### Exercise aim
Revise the lines below by changing every "single point" to "one point" and keeping everything else the same. Omit the pictures from your answer.

### Record extracts
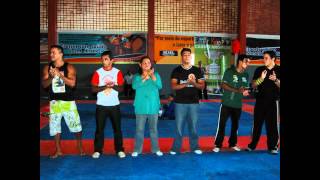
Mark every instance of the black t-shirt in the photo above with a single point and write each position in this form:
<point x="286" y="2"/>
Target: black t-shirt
<point x="267" y="90"/>
<point x="189" y="94"/>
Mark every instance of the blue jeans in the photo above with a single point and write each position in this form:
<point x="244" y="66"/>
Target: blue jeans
<point x="140" y="124"/>
<point x="186" y="113"/>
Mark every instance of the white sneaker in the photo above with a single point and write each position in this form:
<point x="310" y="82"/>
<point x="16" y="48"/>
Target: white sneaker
<point x="159" y="153"/>
<point x="134" y="154"/>
<point x="216" y="149"/>
<point x="236" y="148"/>
<point x="198" y="151"/>
<point x="121" y="154"/>
<point x="172" y="153"/>
<point x="96" y="155"/>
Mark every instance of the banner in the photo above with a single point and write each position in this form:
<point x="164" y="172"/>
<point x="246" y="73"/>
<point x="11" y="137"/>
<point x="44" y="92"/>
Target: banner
<point x="167" y="48"/>
<point x="44" y="47"/>
<point x="214" y="54"/>
<point x="256" y="47"/>
<point x="87" y="48"/>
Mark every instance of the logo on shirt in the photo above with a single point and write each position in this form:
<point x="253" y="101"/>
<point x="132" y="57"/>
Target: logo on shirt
<point x="235" y="79"/>
<point x="244" y="79"/>
<point x="108" y="80"/>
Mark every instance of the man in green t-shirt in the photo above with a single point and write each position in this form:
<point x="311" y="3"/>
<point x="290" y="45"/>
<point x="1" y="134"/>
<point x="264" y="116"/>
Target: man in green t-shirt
<point x="235" y="85"/>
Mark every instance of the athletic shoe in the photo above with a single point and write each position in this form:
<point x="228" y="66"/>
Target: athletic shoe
<point x="159" y="153"/>
<point x="121" y="154"/>
<point x="134" y="154"/>
<point x="236" y="148"/>
<point x="96" y="155"/>
<point x="172" y="153"/>
<point x="216" y="149"/>
<point x="274" y="151"/>
<point x="197" y="151"/>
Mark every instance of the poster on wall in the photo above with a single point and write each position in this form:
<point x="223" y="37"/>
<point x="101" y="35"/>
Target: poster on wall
<point x="167" y="48"/>
<point x="256" y="47"/>
<point x="43" y="47"/>
<point x="87" y="48"/>
<point x="214" y="54"/>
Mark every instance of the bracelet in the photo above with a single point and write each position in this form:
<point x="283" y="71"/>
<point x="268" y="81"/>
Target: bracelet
<point x="259" y="81"/>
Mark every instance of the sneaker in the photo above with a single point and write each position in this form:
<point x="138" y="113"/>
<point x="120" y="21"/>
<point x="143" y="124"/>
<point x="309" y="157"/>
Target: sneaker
<point x="236" y="148"/>
<point x="96" y="155"/>
<point x="274" y="151"/>
<point x="159" y="153"/>
<point x="134" y="154"/>
<point x="172" y="153"/>
<point x="198" y="151"/>
<point x="216" y="149"/>
<point x="121" y="154"/>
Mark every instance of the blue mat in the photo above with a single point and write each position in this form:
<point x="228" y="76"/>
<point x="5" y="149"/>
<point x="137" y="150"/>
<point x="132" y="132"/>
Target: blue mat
<point x="207" y="123"/>
<point x="212" y="166"/>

### Task response
Mark every instance of the black t-shirt in the photo above with a one point and write each position in this form:
<point x="286" y="2"/>
Target: black t-shirt
<point x="267" y="90"/>
<point x="189" y="94"/>
Mark every instance of the blue jeans in the photo above with a one point and write each position in this form:
<point x="244" y="66"/>
Target: blue jeans
<point x="140" y="124"/>
<point x="186" y="113"/>
Mark every instance of the white sneaker in the photo above with a one point and write each position in this form:
<point x="310" y="82"/>
<point x="16" y="48"/>
Target: white sneaker
<point x="159" y="153"/>
<point x="134" y="154"/>
<point x="216" y="149"/>
<point x="236" y="148"/>
<point x="198" y="151"/>
<point x="121" y="154"/>
<point x="172" y="153"/>
<point x="96" y="155"/>
Mark every instance of the banner in the photo above with a one point and write each position in this form:
<point x="164" y="172"/>
<point x="246" y="73"/>
<point x="11" y="137"/>
<point x="44" y="92"/>
Target: banner
<point x="167" y="48"/>
<point x="44" y="47"/>
<point x="214" y="54"/>
<point x="256" y="47"/>
<point x="87" y="48"/>
Mark every instance of the logo on shirt in the photo above with a one point and write each position in this form:
<point x="253" y="101"/>
<point x="132" y="57"/>
Target: logo on shirt
<point x="235" y="79"/>
<point x="244" y="79"/>
<point x="108" y="80"/>
Mark every instance of the man in green t-shirt in the photo above with a one point and write each position in this form:
<point x="311" y="3"/>
<point x="290" y="45"/>
<point x="1" y="134"/>
<point x="264" y="116"/>
Target: man in green t-shirt
<point x="235" y="85"/>
Mark every instance of the athletic shoe in the photo above with a one point and write each position in this form:
<point x="228" y="66"/>
Target: athletic shoe
<point x="159" y="153"/>
<point x="121" y="154"/>
<point x="134" y="154"/>
<point x="236" y="148"/>
<point x="96" y="155"/>
<point x="172" y="153"/>
<point x="216" y="149"/>
<point x="274" y="151"/>
<point x="197" y="151"/>
Mark every instance of the poster on wall in the photo above with a one point and write each position in this form:
<point x="223" y="37"/>
<point x="101" y="35"/>
Target: poster on wall
<point x="167" y="48"/>
<point x="256" y="47"/>
<point x="43" y="47"/>
<point x="87" y="48"/>
<point x="214" y="54"/>
Mark every instance of the bracelet in the photo above with a one point and write each position in this form:
<point x="283" y="71"/>
<point x="268" y="81"/>
Target: bracelet
<point x="259" y="81"/>
Mark every instance of the sneaker in the photo above with a one point and write each position in this form:
<point x="138" y="113"/>
<point x="120" y="21"/>
<point x="143" y="124"/>
<point x="309" y="157"/>
Target: sneaker
<point x="236" y="148"/>
<point x="96" y="155"/>
<point x="274" y="151"/>
<point x="159" y="153"/>
<point x="134" y="154"/>
<point x="172" y="153"/>
<point x="198" y="151"/>
<point x="216" y="149"/>
<point x="121" y="154"/>
Mark every instance of the blue mat in the photo above with a one point and write each position in this form:
<point x="228" y="76"/>
<point x="5" y="149"/>
<point x="137" y="150"/>
<point x="132" y="132"/>
Target: blue mat
<point x="207" y="123"/>
<point x="212" y="166"/>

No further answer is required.